WHAT TO WORK ON
What the response needs is every record, repeated verbatim, and no images.
┌────────
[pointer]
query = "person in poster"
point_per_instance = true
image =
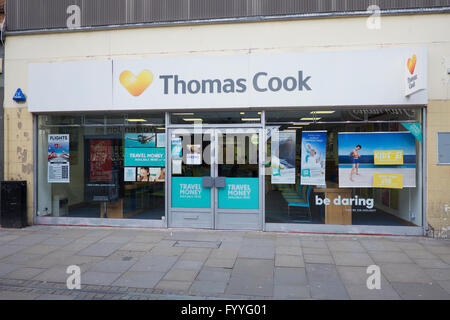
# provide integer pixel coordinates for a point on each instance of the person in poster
(283, 158)
(313, 157)
(143, 174)
(358, 162)
(140, 140)
(355, 159)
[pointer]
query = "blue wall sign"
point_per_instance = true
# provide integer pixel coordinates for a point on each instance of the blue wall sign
(19, 96)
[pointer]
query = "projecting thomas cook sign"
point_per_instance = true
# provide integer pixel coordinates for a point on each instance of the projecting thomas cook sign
(290, 79)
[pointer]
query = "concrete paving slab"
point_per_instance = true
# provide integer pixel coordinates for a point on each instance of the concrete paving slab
(290, 276)
(289, 261)
(445, 285)
(202, 287)
(99, 278)
(181, 275)
(321, 272)
(137, 246)
(54, 297)
(6, 268)
(252, 286)
(100, 249)
(319, 244)
(431, 263)
(361, 292)
(389, 256)
(210, 274)
(380, 245)
(173, 286)
(137, 279)
(328, 290)
(318, 258)
(15, 295)
(24, 273)
(188, 264)
(342, 258)
(20, 258)
(289, 250)
(254, 268)
(439, 274)
(346, 245)
(316, 251)
(194, 256)
(291, 292)
(257, 252)
(112, 265)
(220, 263)
(167, 251)
(420, 291)
(154, 263)
(224, 253)
(420, 254)
(9, 249)
(404, 272)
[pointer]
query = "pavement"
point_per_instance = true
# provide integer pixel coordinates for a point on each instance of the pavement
(143, 264)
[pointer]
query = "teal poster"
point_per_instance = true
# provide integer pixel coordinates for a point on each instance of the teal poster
(145, 157)
(140, 140)
(415, 128)
(188, 192)
(239, 193)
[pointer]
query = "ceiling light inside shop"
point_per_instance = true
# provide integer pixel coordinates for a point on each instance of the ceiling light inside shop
(136, 120)
(322, 112)
(192, 119)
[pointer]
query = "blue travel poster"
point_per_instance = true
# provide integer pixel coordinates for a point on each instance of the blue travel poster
(357, 157)
(314, 147)
(239, 193)
(145, 157)
(188, 192)
(140, 140)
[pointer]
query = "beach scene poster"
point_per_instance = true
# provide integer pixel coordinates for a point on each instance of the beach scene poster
(357, 151)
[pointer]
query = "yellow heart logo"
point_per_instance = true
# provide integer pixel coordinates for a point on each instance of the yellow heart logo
(136, 85)
(412, 64)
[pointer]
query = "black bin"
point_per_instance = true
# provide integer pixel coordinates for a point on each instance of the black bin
(13, 209)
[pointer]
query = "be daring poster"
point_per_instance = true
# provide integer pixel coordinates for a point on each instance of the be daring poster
(368, 159)
(314, 145)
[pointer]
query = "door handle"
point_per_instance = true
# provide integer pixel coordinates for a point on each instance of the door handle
(208, 182)
(219, 182)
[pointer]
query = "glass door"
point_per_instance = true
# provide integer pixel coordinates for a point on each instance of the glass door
(238, 180)
(215, 178)
(191, 198)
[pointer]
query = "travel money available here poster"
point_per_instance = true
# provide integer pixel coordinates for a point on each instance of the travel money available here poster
(58, 158)
(283, 157)
(313, 157)
(143, 158)
(377, 159)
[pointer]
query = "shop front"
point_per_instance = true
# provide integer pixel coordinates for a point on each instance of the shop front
(272, 141)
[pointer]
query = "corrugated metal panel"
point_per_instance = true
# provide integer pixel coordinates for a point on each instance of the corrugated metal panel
(48, 14)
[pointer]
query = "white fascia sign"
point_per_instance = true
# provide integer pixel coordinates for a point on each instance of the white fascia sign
(276, 79)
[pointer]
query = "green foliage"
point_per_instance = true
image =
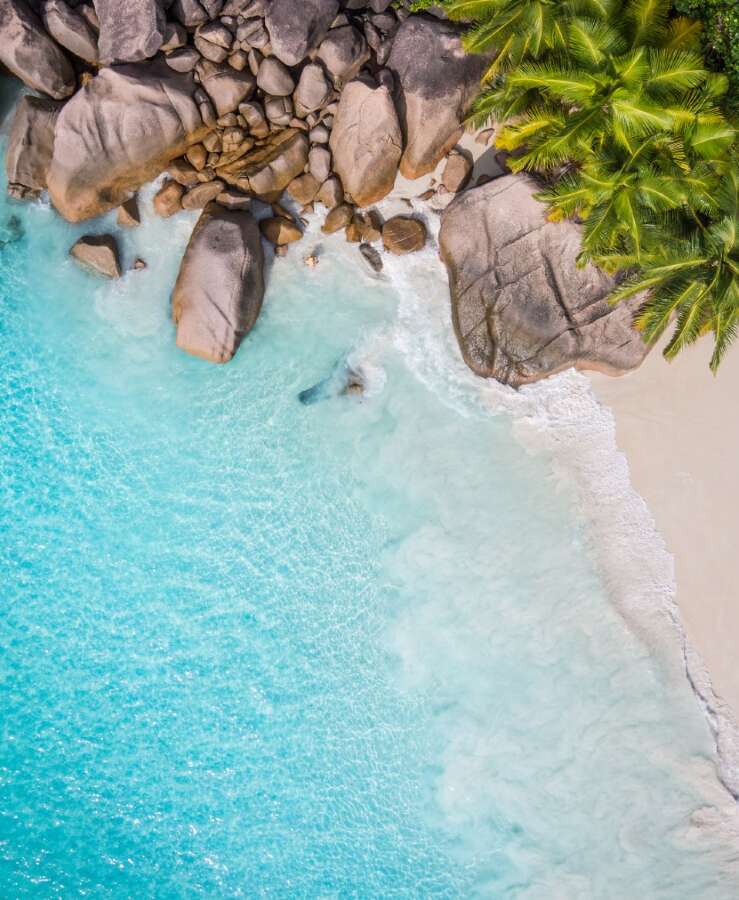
└────────
RESPONSE BOX
[pointer]
query = "person in poster"
point_per_instance = true
image =
# provide integer pixel coordinates for a point on each instance of the person in poster
(283, 158)
(313, 157)
(143, 174)
(358, 162)
(140, 140)
(355, 159)
[pointer]
query = "blue wall sign"
point_per_instance = true
# provide integer pixel coordinates for a point on each instance of the blue wall sign
(19, 96)
[pointer]
query = "projecting thomas cook sign"
point_per_instance = true
# provide integer pixel coordinates for a point on each instance of the projecting thomas cook sign
(290, 79)
[pointer]
query = "concrete paving slab"
point_per_instance = true
# provide integer pixel coordinates for a point on each instance of the concrete paving slab
(290, 276)
(289, 261)
(445, 285)
(202, 287)
(99, 278)
(181, 275)
(321, 272)
(137, 246)
(54, 297)
(6, 268)
(252, 286)
(100, 249)
(319, 244)
(431, 263)
(361, 292)
(389, 256)
(210, 274)
(380, 245)
(173, 286)
(137, 279)
(328, 290)
(318, 258)
(15, 295)
(24, 273)
(188, 264)
(342, 258)
(20, 258)
(289, 250)
(254, 268)
(439, 274)
(346, 245)
(316, 251)
(194, 256)
(291, 292)
(257, 252)
(112, 265)
(220, 263)
(167, 251)
(420, 291)
(154, 263)
(224, 253)
(420, 254)
(9, 249)
(404, 272)
[pointer]
query = "pavement"
point_per_instance = true
# provide integer pixel coordinates for a point on each instance of the pavement
(143, 264)
[pointer]
query = "teal poster"
point_per_instance = true
# provide integer pixel coordinates for a point on each instance of the teal poster
(145, 157)
(140, 140)
(415, 128)
(188, 192)
(239, 193)
[pointer]
query = "ceiling light inside shop"
point_per_instance = true
# provide integer pixel coordinates for a point on each instance of the ceiling light inside shop
(136, 120)
(322, 112)
(192, 119)
[pointer]
query = "blue travel poster"
point_per_instance = true
# provide integer pixel coordinates for a point on each instance of the blue travel poster
(357, 157)
(314, 147)
(239, 193)
(145, 157)
(188, 192)
(140, 140)
[pointer]
query = "beach scene poster"
point_per_instance = true
# provide integer pixel coordinates for a point on each instance of the beach scene poster
(357, 151)
[pointer]
query = "yellow heart logo"
point_per_instance = true
# provide integer pixel coordinates for a point on each instance of the yellow heart logo
(136, 85)
(412, 64)
[pointer]
query = "black bin"
point_per_instance = true
# provide integer pixel coordinates for a point on each instance of the black bin
(13, 209)
[pointer]
query = "be daring poster"
point_per_instance = true
# provide integer pixel coordinates for a point on each instance of the be daring poster
(368, 159)
(314, 145)
[pointer]
query = "door handle"
point_per_instance = true
# provide integer pixel coordinates for a point on each instance of the door handle
(208, 182)
(219, 182)
[pointer]
query = "glass door"
point_per_instance = true
# provide integer pixel coordinates for a point on each instance of the glass door
(238, 180)
(215, 178)
(191, 198)
[pointer]
query = "travel money available here poster"
point_per_instance = true
# provide integer pixel coordinates for a point on each instance of the travel money available here poster
(58, 158)
(283, 157)
(313, 157)
(143, 158)
(377, 159)
[pointer]
query = "shop front"
point_per_instance = true
# provide integer pixel coordinates for a point on each instance of the shop front
(272, 141)
[pointer]
query = "corrugated metal panel"
point_per_instance = true
# provide integer pixel coordinates for a point on each instance of the corrugated metal panel
(48, 14)
[pointer]
query = "white fascia sign"
point_per_instance = true
# provide integer pixel coordinates for a point on each instance of the white fascia sign
(276, 79)
[pointer]
query = "green foliage"
point_per_instance = true
image =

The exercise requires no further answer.